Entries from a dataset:
========================================
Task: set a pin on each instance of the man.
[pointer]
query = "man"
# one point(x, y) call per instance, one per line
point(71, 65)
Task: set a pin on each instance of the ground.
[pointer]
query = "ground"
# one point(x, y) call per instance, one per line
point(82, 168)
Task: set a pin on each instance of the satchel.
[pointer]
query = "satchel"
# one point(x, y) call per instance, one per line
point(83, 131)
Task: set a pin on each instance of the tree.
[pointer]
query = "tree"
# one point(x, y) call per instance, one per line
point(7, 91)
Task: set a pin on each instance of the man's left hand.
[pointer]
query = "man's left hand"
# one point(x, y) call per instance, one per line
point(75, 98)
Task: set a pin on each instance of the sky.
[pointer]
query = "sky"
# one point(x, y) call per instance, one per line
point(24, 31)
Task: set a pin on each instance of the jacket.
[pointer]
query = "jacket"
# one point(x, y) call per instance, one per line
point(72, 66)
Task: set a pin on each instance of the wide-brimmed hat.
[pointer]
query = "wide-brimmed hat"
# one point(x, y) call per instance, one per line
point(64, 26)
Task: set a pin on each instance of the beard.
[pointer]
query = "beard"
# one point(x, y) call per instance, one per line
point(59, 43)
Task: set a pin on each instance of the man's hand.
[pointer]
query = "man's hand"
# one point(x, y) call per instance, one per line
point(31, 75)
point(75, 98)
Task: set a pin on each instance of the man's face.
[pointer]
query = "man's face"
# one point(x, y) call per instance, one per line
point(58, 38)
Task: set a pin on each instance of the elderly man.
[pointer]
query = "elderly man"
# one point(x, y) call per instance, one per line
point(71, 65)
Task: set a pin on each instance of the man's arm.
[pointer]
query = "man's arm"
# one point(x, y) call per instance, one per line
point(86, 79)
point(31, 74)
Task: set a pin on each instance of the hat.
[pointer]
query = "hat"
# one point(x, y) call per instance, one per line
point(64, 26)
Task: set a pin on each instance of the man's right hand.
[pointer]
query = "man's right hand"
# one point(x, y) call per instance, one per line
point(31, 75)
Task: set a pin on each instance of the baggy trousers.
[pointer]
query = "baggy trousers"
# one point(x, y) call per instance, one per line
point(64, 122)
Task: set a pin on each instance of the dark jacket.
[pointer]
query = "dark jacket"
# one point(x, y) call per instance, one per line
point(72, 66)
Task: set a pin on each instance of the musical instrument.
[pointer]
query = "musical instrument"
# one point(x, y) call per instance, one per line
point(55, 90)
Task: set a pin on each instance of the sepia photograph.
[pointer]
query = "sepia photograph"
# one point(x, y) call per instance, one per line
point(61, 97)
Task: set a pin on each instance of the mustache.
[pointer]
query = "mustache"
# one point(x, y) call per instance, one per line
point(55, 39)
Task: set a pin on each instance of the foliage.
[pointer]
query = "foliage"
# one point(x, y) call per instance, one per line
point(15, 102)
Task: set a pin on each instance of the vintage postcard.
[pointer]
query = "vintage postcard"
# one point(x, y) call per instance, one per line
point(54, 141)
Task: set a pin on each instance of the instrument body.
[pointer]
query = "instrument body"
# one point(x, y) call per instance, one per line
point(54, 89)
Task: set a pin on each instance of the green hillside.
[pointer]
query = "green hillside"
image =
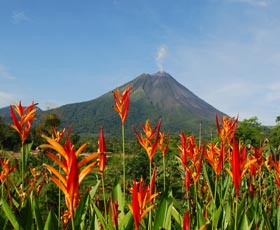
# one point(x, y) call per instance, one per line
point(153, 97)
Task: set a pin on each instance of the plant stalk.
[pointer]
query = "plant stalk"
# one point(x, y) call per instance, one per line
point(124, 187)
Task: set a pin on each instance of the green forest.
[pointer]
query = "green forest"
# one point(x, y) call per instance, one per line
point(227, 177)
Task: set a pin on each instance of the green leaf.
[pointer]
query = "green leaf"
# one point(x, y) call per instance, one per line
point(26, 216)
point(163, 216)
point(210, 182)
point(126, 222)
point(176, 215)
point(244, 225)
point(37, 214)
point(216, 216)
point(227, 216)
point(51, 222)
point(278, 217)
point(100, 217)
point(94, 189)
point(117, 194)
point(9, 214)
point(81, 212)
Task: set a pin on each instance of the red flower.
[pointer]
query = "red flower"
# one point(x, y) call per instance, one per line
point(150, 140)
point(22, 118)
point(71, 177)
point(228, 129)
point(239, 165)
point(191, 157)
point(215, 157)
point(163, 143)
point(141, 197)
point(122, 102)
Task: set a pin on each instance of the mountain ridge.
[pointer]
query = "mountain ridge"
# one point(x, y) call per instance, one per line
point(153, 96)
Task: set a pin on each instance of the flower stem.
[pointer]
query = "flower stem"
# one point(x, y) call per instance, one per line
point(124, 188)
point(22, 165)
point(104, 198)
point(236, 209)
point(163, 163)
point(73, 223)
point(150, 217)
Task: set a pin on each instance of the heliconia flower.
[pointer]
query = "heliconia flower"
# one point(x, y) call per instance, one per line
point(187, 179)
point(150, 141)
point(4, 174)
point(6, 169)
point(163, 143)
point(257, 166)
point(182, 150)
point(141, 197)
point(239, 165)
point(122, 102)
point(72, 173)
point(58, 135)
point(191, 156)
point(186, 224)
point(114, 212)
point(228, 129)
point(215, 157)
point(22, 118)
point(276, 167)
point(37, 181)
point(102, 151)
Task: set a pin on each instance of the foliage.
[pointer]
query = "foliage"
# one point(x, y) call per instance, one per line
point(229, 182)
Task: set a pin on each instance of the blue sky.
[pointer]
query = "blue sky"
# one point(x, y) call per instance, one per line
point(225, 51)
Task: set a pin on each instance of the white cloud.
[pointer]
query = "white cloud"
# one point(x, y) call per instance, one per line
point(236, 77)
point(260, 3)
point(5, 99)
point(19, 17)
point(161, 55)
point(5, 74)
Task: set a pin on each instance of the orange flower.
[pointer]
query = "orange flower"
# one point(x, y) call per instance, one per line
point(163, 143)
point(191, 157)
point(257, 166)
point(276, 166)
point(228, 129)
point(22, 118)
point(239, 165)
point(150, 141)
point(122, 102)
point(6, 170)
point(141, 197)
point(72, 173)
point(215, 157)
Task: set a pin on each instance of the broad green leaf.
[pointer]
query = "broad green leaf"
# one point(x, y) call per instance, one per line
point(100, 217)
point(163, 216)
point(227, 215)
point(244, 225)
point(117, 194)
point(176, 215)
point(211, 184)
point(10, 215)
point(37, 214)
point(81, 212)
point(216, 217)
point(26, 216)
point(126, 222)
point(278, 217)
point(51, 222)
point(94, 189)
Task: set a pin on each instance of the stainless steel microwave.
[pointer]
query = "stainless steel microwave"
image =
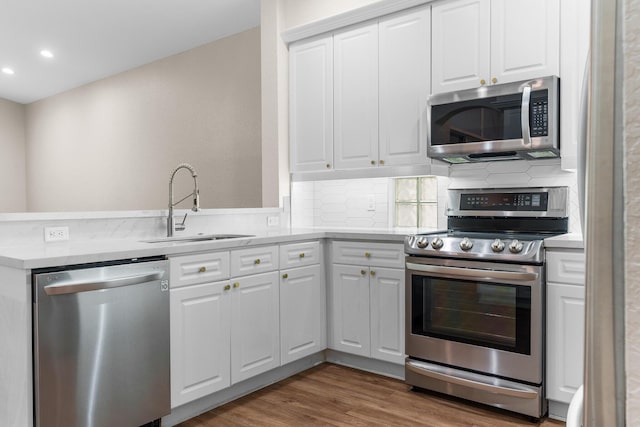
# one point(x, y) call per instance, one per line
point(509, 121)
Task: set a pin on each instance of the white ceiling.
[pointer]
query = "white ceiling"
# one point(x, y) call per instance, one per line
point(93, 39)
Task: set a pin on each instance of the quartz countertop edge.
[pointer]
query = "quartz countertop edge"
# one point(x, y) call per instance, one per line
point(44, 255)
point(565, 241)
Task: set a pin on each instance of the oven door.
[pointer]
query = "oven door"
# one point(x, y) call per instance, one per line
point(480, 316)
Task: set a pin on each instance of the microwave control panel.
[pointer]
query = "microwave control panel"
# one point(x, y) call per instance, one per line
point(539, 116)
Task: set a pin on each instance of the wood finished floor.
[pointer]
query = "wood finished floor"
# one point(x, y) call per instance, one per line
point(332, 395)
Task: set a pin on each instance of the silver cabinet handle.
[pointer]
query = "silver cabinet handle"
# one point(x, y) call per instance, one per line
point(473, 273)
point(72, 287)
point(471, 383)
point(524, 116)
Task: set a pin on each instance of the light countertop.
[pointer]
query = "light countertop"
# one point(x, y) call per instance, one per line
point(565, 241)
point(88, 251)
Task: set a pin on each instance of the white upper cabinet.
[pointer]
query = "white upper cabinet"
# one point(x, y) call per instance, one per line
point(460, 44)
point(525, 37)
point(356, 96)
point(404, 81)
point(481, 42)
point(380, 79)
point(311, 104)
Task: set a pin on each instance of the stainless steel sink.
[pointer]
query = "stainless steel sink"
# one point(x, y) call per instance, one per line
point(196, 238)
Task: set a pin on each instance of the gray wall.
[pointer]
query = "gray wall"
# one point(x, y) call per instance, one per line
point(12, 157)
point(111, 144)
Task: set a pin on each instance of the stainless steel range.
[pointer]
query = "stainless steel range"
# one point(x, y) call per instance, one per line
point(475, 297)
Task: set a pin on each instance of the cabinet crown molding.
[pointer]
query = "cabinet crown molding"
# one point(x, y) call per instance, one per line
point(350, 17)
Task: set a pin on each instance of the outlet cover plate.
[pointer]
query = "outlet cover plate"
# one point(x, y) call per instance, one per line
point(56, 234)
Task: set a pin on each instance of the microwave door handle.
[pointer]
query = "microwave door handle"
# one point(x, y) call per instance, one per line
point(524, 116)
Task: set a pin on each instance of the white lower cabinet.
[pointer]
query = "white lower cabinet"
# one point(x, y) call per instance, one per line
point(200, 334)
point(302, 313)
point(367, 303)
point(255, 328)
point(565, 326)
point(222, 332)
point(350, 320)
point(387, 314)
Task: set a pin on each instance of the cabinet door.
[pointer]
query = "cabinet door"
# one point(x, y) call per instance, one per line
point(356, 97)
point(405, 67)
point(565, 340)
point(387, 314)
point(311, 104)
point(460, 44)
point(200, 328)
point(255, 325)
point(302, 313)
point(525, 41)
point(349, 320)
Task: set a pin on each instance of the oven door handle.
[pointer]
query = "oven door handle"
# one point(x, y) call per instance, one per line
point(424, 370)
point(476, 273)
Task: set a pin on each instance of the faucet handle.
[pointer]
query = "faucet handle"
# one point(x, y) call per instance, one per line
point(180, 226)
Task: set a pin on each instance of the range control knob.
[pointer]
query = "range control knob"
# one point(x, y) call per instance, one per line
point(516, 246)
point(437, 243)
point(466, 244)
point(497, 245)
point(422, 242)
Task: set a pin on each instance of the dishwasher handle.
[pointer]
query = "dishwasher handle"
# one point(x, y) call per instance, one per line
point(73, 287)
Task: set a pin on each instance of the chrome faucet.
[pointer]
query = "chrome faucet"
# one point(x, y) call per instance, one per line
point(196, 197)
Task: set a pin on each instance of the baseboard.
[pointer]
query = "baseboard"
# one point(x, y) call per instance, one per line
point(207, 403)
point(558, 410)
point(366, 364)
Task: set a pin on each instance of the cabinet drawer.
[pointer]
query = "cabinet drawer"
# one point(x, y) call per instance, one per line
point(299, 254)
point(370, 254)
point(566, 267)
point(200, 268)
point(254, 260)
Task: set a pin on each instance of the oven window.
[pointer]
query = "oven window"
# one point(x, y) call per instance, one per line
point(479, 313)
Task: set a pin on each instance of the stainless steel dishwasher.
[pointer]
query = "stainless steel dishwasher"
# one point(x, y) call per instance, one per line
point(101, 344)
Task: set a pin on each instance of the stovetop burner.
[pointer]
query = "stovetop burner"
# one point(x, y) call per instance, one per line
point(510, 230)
========================================
GOAL: Your task is to reproduce, exactly and exclusively, the lines from the one holding "oven door handle." through the final line of the listing.

REPLY:
Task: set a pin on each instance of the oven door handle.
[pointer]
query = "oven door handle"
# one point(x, y) call per instance, one per line
point(424, 370)
point(476, 273)
Task: set a pin on each instance of the faucet handle.
[pointer]
query = "faucet handle"
# one point(x, y) call per instance, one per line
point(180, 226)
Task: set a pin on each instance of the range control knob.
[pointer]
query = "range control knob"
# one point(x, y) call per instance, one per line
point(516, 246)
point(437, 243)
point(466, 244)
point(497, 245)
point(422, 242)
Task: set a pin on each instance of the dishwasher handle.
[pointer]
query = "dishwasher handle"
# one point(x, y) call per instance, one per line
point(73, 287)
Task: set a pin on each instance of the chrome faucet.
[pointer]
query = "chrome faucet"
# one point(x, y) call per instance, one per line
point(196, 197)
Task: set a pin on each instance of the baseboard.
[pointer]
query = "baseboard"
# one point(x, y) call per instance, one per line
point(207, 403)
point(558, 410)
point(366, 364)
Task: set a pin on each instance of the cabinet drawer.
[pointer]
query = "cabinet drawer"
# one point(x, y) call per instance, one per line
point(299, 254)
point(370, 254)
point(566, 267)
point(200, 268)
point(254, 260)
Task: set a pin on each instance of the oven window.
[pointer]
query = "oven window"
# one point(x, y) call per instance, one per line
point(479, 313)
Task: set a pin on each instance of the stainless steel dishwasher.
[pointer]
query = "stainless steel dishwasher"
# one point(x, y) call per instance, one per line
point(101, 344)
Task: set a pin on each instance of the stovetop burner.
[pointer]
query = "stovetop burner"
# one point(x, y) call per instance, one per line
point(510, 230)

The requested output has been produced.